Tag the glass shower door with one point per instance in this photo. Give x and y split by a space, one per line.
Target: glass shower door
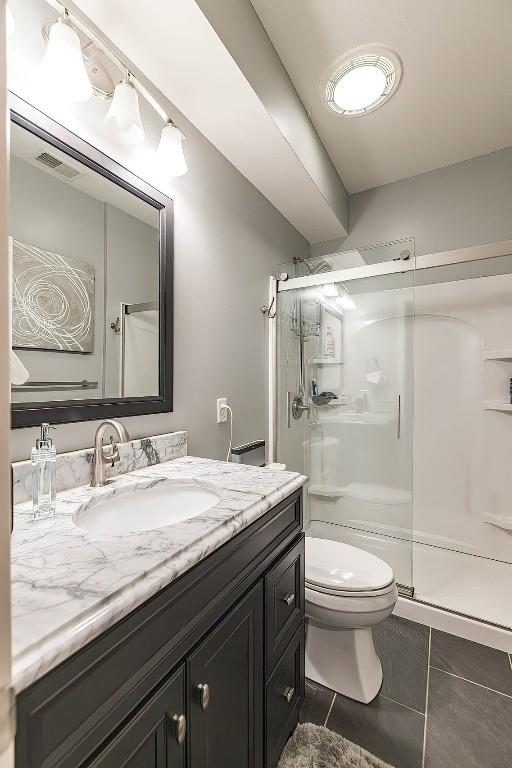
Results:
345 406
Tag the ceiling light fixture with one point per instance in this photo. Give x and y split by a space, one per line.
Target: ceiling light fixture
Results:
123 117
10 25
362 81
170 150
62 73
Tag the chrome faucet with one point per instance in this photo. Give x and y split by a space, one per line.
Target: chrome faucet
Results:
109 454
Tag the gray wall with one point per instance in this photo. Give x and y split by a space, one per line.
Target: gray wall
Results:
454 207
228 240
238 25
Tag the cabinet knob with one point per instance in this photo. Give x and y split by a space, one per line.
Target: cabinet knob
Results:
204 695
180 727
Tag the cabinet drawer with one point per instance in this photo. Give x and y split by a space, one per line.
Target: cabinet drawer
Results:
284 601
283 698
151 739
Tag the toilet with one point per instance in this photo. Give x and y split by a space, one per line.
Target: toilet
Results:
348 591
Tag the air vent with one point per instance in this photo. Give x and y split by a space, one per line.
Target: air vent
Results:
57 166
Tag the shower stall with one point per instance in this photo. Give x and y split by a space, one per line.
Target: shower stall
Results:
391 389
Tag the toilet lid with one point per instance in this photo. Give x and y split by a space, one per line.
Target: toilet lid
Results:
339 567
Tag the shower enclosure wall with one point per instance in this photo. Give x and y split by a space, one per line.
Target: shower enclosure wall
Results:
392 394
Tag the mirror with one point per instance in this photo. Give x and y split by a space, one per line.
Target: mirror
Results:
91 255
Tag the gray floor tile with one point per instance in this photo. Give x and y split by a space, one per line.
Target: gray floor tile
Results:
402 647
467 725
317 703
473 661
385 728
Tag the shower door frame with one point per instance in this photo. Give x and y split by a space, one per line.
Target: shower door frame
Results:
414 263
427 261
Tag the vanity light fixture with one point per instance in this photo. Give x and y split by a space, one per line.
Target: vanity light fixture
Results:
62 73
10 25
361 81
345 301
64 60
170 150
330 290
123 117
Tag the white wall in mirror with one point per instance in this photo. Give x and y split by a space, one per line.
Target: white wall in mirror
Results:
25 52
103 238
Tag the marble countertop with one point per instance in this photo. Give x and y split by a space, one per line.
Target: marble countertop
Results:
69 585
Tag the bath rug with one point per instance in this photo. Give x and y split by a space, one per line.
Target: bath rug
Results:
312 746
━━━━━━
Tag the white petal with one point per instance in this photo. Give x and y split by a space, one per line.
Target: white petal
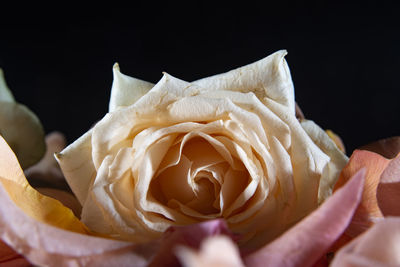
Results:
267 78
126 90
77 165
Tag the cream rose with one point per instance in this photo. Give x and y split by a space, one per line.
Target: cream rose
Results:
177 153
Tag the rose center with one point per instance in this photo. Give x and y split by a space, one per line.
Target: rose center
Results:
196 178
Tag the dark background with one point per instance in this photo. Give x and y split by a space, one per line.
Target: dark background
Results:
━━━━━━
Count the lines of the entries above in which the string "shower" appears. Supply the number only.

Answer to this exercise>
8